According to the article on the Met's new staging of Lucia di Lammermoor, where does director Simon Stone move the opera's story?

● Document segment:

· · · · · · ·

Fading Dreams
Ask any opera lover the first thing that comes to mind when they think of Lucia di Lammermoor, and the answer is sure to be a wide-eyed soprano in a blood-soaked wedding dress, doing her best to look deranged as she chews the scenery in the repertory’s most famous mad scene. This season at the Met, however, Lucia will look a little different, as Australian director Simon Stone—renowned for his audacious re-imaginings of classic works—makes his company debut with a new staging that aims to cut through the clichés and find contemporary relevance in Donizetti’s classic tragedy.
In Stone’s production, the familiar story of a young woman manipulated by her abusive brother into marriage, madness, and murder is moved from 18th-century Scotland to a struggling present-day locale somewhere in America’s Rust Belt. The director describes the setting as “the wasteland of free-market capitalism”—a kind of Anytown, U.S.A., populated by characters grasping for an American Dream that has passed them by.
Extraordinary soprano Nadine Sierra stars as an opioid-addicted Lucia who yearns for a better life, opposite tenor phenomenon Javier Camarena as her secret lover Edgardo—both making major Met role debuts. Riccardo Frizza takes the podium for the April 23 premiere, which also features baritone Artur Ruciński as Lucia’s brother Enrico, who forces her to marry for money, with disastrous consequences. Speaking with the Met’s Matt Dobkin, Stone explained why he thinks audiences will be “exhilarated by how close their own experience, or that of their fellow Americans, can be to grand opera.”
Simon Stone
What attracts you to Lucia?
First, the music is extraordinary and incredibly moving. But also, I think the opera gives us a chance to tell a contemporary American story. One unattractive thing about 19th-century Italian opera is that it’s often about male honor and dignity and that the women in the stories become victims of that male pride. But we’re living in a time today when the patriarchy is starting to be called into question, especially in terms of the mechanisms that it uses to control women—both subtly, in terms of coercive control, and very explicitly, in terms of laws that control women’s rights and women’s bodies. So I thought that Lucia would be a great opportunity to participate in that conversation and confront the simultaneous absurdity and danger of the idea that a man’s pride is more important than a woman’s life.
Once you had decided to reframe the story in present-day America, how did you land on setting it in the Rust Belt?

· · · · · · ·

● Extracted data:
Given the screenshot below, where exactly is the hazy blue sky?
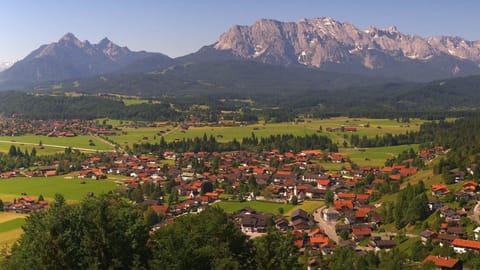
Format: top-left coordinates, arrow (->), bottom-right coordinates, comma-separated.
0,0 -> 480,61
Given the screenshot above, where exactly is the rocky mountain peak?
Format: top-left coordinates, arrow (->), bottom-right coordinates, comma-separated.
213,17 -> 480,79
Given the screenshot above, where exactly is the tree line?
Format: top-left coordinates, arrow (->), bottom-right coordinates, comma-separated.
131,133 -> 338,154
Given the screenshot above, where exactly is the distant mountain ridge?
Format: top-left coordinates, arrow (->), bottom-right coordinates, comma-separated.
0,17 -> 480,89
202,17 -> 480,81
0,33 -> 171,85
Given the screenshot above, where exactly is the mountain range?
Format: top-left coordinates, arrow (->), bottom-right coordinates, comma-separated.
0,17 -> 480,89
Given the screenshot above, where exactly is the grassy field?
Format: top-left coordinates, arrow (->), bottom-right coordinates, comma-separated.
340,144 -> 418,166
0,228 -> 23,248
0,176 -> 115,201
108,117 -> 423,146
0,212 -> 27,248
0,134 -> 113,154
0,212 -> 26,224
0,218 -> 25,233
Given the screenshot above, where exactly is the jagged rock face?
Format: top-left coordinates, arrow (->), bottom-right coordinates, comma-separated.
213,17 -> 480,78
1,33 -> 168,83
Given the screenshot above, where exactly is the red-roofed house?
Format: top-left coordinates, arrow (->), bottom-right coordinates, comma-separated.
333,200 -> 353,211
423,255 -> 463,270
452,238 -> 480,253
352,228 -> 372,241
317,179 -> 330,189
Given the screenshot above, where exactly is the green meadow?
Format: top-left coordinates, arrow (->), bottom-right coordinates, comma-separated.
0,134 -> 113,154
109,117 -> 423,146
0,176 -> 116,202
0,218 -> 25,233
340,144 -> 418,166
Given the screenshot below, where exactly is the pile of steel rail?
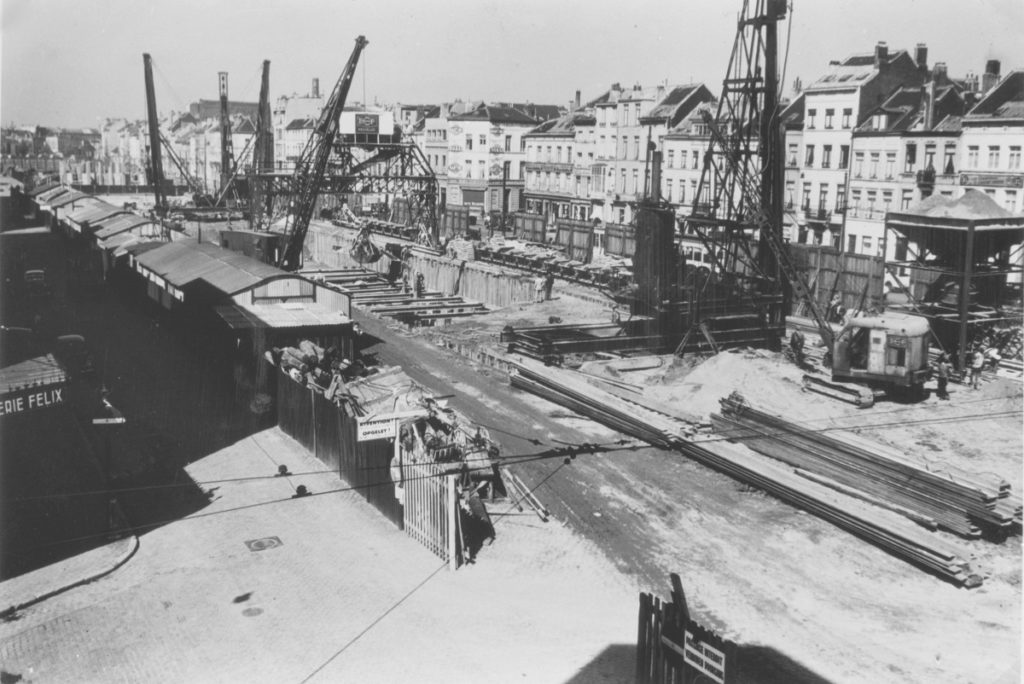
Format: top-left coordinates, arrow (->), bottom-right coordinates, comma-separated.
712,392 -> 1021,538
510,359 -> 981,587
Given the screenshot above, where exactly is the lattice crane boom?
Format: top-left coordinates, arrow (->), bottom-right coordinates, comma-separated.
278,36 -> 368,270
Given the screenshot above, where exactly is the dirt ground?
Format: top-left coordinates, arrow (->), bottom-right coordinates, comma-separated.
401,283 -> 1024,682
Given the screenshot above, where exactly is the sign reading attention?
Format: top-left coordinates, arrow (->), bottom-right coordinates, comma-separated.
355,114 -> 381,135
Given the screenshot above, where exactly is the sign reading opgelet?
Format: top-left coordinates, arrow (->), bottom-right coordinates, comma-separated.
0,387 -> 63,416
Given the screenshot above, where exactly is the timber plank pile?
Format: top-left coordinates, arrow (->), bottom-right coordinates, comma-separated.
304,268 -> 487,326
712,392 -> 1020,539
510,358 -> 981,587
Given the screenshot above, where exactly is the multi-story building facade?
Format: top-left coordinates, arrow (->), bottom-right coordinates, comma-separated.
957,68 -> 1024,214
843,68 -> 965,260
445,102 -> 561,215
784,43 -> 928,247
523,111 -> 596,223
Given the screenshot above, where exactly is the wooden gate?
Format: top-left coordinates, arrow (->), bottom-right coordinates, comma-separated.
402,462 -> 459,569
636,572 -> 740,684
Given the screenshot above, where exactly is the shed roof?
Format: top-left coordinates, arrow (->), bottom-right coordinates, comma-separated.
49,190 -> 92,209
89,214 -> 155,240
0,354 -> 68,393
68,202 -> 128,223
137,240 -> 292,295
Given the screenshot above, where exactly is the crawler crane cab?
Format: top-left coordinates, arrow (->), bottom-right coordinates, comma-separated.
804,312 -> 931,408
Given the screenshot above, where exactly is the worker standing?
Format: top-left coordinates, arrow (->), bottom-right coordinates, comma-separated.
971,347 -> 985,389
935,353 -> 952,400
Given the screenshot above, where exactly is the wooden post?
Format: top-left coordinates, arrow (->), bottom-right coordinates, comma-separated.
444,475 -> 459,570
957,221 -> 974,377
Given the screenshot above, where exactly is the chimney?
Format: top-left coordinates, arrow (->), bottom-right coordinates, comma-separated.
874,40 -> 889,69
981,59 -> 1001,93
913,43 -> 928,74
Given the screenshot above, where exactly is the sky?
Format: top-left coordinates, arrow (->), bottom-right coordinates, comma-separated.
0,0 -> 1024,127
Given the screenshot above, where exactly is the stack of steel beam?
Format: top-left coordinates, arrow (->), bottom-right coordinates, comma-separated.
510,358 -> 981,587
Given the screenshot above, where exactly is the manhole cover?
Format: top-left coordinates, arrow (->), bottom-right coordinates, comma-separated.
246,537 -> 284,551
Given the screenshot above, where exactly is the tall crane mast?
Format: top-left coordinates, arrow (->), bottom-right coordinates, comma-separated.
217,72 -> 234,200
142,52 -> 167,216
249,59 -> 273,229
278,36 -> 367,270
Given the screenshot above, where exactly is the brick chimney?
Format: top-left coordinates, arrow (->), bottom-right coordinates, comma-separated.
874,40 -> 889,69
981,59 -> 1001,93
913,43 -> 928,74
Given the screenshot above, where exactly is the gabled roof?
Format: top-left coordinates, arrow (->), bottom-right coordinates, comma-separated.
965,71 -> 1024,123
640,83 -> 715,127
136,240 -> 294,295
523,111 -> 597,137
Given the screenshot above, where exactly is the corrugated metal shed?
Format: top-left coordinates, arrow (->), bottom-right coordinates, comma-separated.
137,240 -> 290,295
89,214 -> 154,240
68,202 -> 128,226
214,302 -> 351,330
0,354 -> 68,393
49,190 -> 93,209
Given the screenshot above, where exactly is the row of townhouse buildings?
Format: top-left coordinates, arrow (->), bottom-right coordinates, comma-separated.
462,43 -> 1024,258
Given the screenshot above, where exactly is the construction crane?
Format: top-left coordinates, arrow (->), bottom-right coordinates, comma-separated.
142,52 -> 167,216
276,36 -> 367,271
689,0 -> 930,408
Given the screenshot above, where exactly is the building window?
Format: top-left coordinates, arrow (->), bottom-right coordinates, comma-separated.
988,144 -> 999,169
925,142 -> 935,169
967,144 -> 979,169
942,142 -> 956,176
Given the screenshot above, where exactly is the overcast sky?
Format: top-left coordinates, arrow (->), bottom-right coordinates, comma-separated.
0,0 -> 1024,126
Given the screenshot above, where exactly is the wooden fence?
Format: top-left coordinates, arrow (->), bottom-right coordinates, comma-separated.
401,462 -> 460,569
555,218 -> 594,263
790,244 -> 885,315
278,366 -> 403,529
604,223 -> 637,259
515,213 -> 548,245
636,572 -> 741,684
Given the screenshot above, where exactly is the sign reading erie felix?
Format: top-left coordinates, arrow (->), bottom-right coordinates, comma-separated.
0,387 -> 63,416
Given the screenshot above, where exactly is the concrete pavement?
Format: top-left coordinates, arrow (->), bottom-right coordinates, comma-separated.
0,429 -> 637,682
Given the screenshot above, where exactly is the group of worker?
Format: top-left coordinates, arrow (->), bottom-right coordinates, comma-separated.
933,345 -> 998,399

· · · · · · ·

● Answer to the exercise:
He moves it from 18th-century Scotland to a struggling present-day locale somewhere in America's Rust Belt.